» **Written problem**
Reproduce the passage of the pandas excerpt on filling missing prices that opens with the words containing "For the 60 missing" and closes with "targeted imputation logic.".

» **Selected extract**
☆ ☆ ☆
The behavior will change in pandas 3.0. This inplace method will never work because the intermediate object on which we are setting values always behaves as a copy.

For example, when doing 'df[col].method(value, inplace=True)', try using 'df.method({col: value}, inplace=True)' or df[col] = df[col].method(value) instead, to perform the operation inplace on the original object.


  commodity_prices_df['Min_Price'].fillna(imputation_value, inplace=True)


#### 3.2 Imputing `Max_Price`

For the 60 missing values in `Max_Price`, a more scalable approach is needed. The `groupby().transform()` method is used to fill each missing value with the mean of its specific group (based on location, commodity, and variety), automating the targeted imputation logic.

In [82]:
# Use the powerful `groupby().transform()` pattern to fill null 'Max_Price' values.
# For each row with a null value, this calculates the mean 'Max_Price' of all other rows with the same
# State, District, Market, Commodity, and Variety, and uses that specific mean to fill the gap.
commodity_prices_df['Max_Price'] = commodity_prices_df.groupby(
    ['State', 'District', 'Market', 'Commodity', 'Variety']
)['Max_Price'].transform(lambda x: x.fillna(x.mean()))

# As a robust fallback, if any group was entirely null (had no prices to calculate a mean),
# we fill any remaining nulls with the global mean for that commodity.
commodity_prices_df['Max_Price'].fillna(commodity_prices_df.groupby('Commodity')['Max_Price'].transform('mean'), inplace=True)

The behavior will change in pandas 3.0. This inplace method will never work because the intermediate object on which we are setting values always behaves as a copy.

For example, when doing 'df[col].method(value, inplace=True)', try using 'df.method({col: value}, inplace=True)' or df[col] = df[col].method(value) instead, to perform the operation inplace on the original object.


  commodity_prices_df['Max_Price'].fillna(commodity_prices_df.groupby('Commodity')['Max_Price'].transform('mean'), inplace=True)
☆ ☆ ☆
» **Provided material**
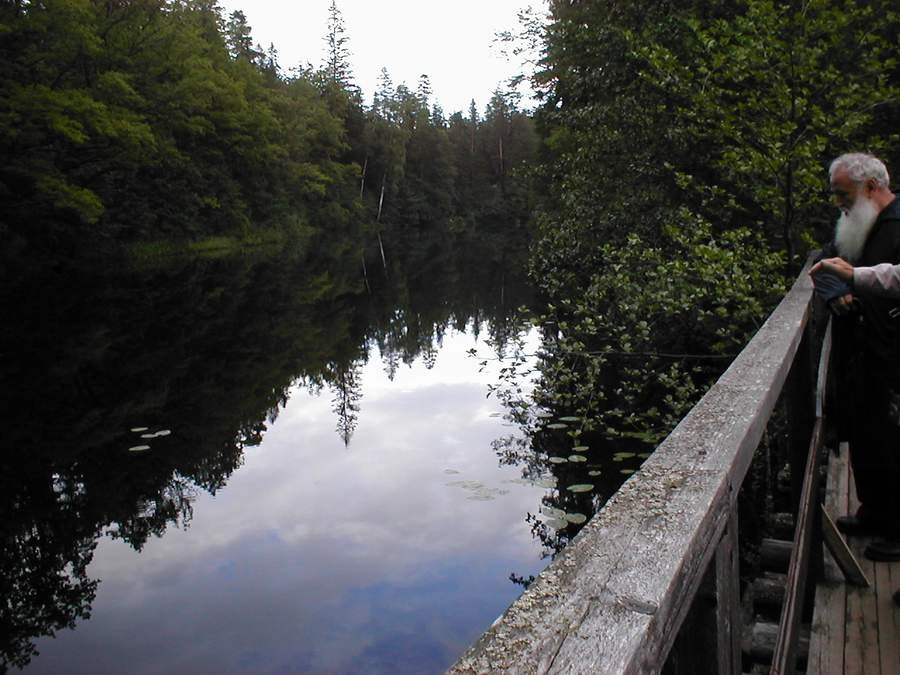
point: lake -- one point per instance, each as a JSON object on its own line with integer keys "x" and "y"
☆ ☆ ☆
» **Problem solution**
For the 60 missing values in `Max_Price`, a more scalable approach is needed. The `groupby().transform()` method is used to fill each missing value with the mean of its specific group (based on location, commodity, and variety), automating the targeted imputation logic.